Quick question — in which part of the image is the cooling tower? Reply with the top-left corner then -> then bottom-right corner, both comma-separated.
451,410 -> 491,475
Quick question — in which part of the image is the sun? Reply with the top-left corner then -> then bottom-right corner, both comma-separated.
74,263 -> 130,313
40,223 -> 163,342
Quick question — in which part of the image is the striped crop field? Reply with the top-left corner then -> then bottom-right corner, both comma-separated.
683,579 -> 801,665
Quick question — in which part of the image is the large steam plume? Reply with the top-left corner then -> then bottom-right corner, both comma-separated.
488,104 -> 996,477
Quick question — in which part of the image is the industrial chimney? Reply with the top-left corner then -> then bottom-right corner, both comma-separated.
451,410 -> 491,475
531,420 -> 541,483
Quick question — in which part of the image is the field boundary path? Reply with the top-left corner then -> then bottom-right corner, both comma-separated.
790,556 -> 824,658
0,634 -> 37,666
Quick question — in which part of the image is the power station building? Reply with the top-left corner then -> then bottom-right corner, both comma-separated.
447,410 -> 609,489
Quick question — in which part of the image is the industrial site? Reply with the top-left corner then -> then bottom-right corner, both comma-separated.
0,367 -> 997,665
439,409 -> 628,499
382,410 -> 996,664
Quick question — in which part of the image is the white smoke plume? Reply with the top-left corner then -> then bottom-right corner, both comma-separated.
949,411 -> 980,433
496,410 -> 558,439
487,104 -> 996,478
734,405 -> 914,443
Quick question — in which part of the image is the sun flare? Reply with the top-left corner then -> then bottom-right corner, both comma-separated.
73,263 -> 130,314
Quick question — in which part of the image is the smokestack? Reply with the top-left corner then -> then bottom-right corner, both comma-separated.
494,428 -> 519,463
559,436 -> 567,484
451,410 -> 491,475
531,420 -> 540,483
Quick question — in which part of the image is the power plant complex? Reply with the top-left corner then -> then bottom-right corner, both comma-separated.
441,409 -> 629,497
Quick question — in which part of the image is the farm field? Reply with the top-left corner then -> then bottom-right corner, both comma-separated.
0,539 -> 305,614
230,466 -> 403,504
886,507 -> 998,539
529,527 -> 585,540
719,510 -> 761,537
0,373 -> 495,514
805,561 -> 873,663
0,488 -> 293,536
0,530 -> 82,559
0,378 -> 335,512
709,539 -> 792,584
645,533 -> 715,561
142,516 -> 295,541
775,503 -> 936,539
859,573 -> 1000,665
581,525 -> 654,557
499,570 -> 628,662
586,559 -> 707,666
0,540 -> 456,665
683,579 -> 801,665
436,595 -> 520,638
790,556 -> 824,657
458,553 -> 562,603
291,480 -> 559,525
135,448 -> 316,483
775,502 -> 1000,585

○ ○ ○

THE TASK ▸
Each line from the one with "is the white" through the end of the entries above is to be returned word for word. Nothing else belongs in the answer.

YOUR RESPONSE ▸
Quick question — in which part of the image is the white smoke plume? Reply with the top-left corner then -> then bottom-right corner, both comma-separated.
949,411 -> 980,433
496,410 -> 558,439
487,104 -> 996,478
734,405 -> 914,443
Quick question — in which part of the image is the sun flare? Reply with the top-left corner then -> then bottom-right corner, both comma-separated.
73,263 -> 130,314
Quick question — in which part of the image is the smokestack? Reply with the top-left corner then -> then bottom-right corner, both comma-separated.
494,428 -> 519,463
559,436 -> 567,484
451,410 -> 491,475
531,420 -> 540,483
Quick question — in which part of the image is the power plant complex? Reply with the top-left corner then -> then bottom-right corner, both comma-separated.
441,409 -> 629,497
Quick question — in which part of the image is the farm field? Reply with the top-left corner then -> then bottom-right corner, both comma-separated.
0,539 -> 305,614
230,466 -> 403,504
886,507 -> 998,539
529,527 -> 585,540
719,510 -> 761,537
0,373 -> 495,514
805,561 -> 873,663
0,488 -> 293,536
0,530 -> 82,559
0,378 -> 335,512
709,539 -> 792,584
645,533 -> 715,561
142,516 -> 295,541
775,503 -> 936,539
859,573 -> 1000,665
581,525 -> 654,557
499,570 -> 628,662
586,559 -> 707,666
0,540 -> 456,665
683,579 -> 801,665
436,595 -> 520,638
790,556 -> 824,657
458,553 -> 562,603
291,480 -> 559,525
135,448 -> 316,483
775,502 -> 1000,585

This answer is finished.